Goal: Switch "overcast sky" to "cloudy sky" throughout the entries below and write them out again with everything else unchanged. Omit the pictures from your answer.

Named region outline entries
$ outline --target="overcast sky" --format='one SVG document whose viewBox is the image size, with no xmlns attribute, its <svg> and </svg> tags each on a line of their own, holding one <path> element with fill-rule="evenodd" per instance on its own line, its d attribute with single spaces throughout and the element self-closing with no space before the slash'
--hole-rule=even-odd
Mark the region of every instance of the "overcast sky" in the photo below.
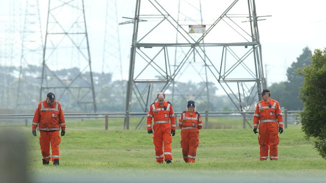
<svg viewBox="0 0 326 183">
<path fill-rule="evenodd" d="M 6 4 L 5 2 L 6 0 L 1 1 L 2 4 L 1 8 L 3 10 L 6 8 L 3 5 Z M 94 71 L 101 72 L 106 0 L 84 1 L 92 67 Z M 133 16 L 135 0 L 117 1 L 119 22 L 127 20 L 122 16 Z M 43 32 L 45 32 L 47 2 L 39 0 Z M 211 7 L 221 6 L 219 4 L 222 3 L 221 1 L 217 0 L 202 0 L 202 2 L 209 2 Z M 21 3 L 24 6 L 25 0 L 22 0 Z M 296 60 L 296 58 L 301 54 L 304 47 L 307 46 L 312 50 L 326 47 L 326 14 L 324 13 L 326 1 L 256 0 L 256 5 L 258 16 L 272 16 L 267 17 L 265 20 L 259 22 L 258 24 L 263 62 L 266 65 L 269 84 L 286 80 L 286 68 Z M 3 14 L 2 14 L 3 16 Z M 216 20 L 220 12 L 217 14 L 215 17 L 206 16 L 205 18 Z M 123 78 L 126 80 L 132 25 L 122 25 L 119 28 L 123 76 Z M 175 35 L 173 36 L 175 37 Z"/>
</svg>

The answer:
$ outline --target="cloudy sky" --format='one SVG document whose viewBox is the image size, with no xmlns attribute, its <svg> and </svg> tags each on a line of their own, holding one <path> element with fill-rule="evenodd" per instance on its own line, its d attribute with single spaces throughout and the element self-closing with no space before the slash'
--hole-rule=even-odd
Mark the region of every instance of the "cloudy sky" in the photo below.
<svg viewBox="0 0 326 183">
<path fill-rule="evenodd" d="M 6 4 L 5 2 L 6 0 L 1 1 L 2 4 L 1 8 L 3 10 L 6 8 L 3 5 Z M 94 71 L 101 72 L 106 0 L 84 1 L 92 67 Z M 133 16 L 135 0 L 117 1 L 119 22 L 127 20 L 122 16 Z M 43 32 L 45 32 L 47 2 L 39 0 Z M 211 7 L 221 6 L 219 4 L 222 3 L 221 1 L 217 0 L 202 0 L 202 2 L 209 2 Z M 21 3 L 24 6 L 25 0 L 22 0 Z M 296 60 L 296 58 L 301 54 L 304 47 L 307 46 L 312 50 L 326 47 L 326 14 L 324 13 L 326 1 L 256 0 L 256 5 L 258 16 L 272 16 L 267 17 L 265 20 L 259 22 L 258 24 L 263 62 L 266 65 L 269 84 L 286 80 L 286 68 Z M 3 14 L 2 14 L 3 16 Z M 216 20 L 220 12 L 217 14 L 215 17 L 206 16 L 205 18 Z M 123 78 L 126 80 L 132 25 L 122 25 L 119 28 L 123 76 Z M 175 35 L 173 36 L 175 37 Z"/>
</svg>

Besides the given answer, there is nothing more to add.